▶ [What to do] Please set down, exactly as written, the line containing "Can you find the white papers" and every line after it through the end of the records.

▶ [The data]

──────────

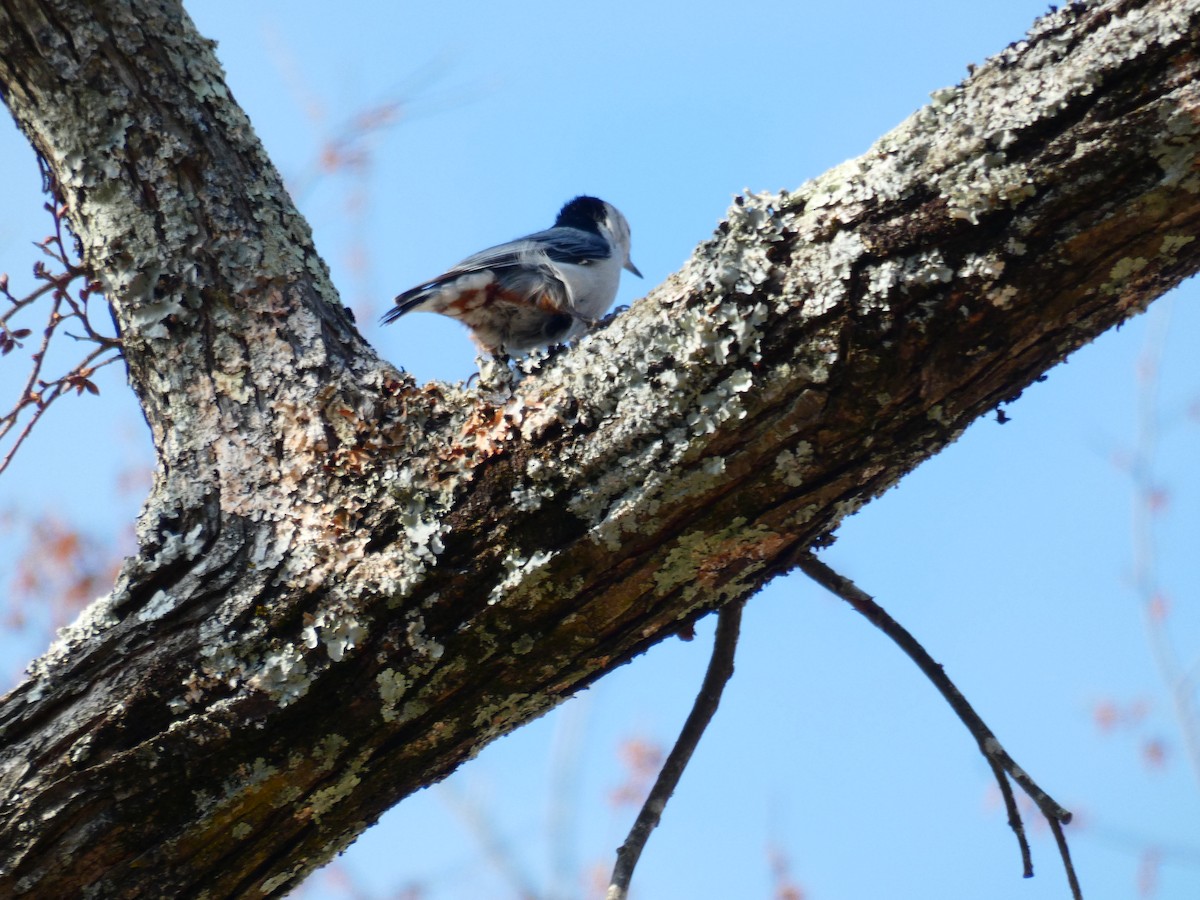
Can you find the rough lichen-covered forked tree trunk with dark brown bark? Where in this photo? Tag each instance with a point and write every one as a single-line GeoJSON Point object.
{"type": "Point", "coordinates": [347, 584]}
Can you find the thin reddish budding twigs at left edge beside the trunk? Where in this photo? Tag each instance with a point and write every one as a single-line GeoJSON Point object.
{"type": "Point", "coordinates": [38, 394]}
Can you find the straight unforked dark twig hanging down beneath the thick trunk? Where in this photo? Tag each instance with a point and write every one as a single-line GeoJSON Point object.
{"type": "Point", "coordinates": [721, 669]}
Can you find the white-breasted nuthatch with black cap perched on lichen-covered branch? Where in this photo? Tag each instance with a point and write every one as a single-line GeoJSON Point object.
{"type": "Point", "coordinates": [541, 290]}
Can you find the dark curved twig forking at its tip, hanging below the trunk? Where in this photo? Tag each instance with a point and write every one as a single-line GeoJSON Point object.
{"type": "Point", "coordinates": [1003, 765]}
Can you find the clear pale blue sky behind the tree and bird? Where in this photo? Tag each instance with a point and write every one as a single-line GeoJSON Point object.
{"type": "Point", "coordinates": [1010, 555]}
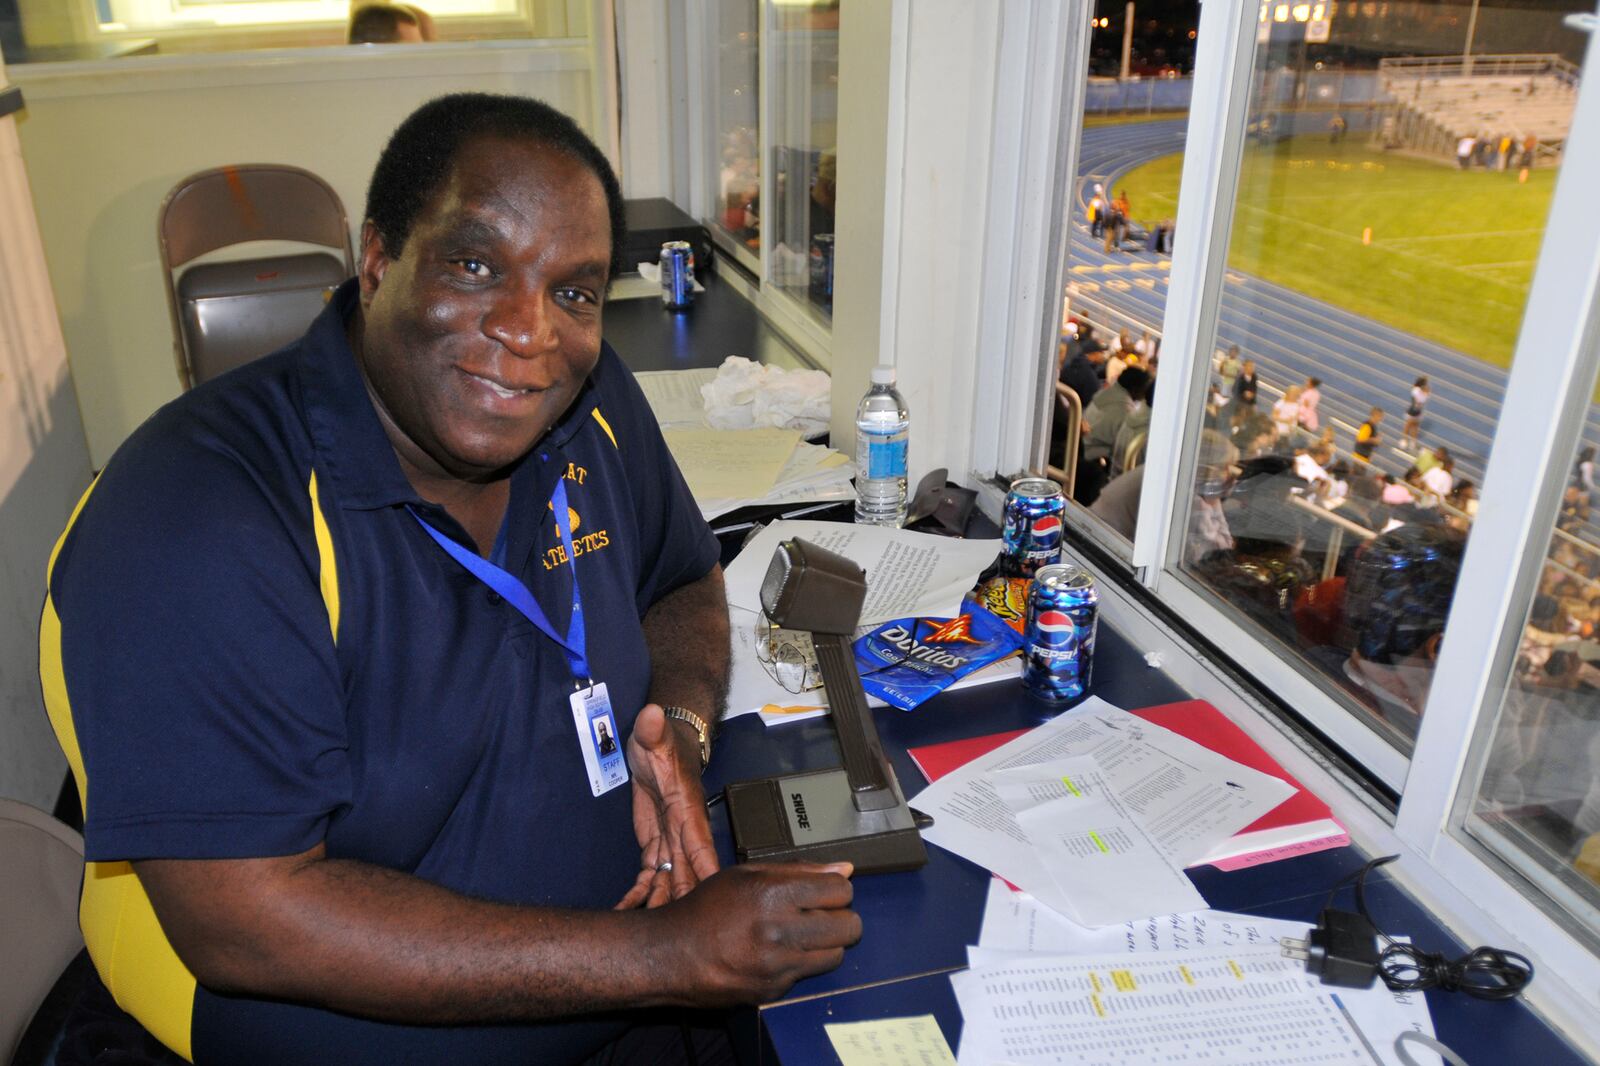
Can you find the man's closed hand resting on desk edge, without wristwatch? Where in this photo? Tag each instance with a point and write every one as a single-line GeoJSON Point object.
{"type": "Point", "coordinates": [750, 932]}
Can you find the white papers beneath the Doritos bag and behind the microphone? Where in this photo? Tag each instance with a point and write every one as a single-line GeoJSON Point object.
{"type": "Point", "coordinates": [908, 575]}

──────────

▶ [Worked solution]
Can you find the white papers beneath the Doritos bag and behind the microphone? Where in this photo? Tag each instance with a point and write every one as a single-line GeoJSON Point object.
{"type": "Point", "coordinates": [908, 575]}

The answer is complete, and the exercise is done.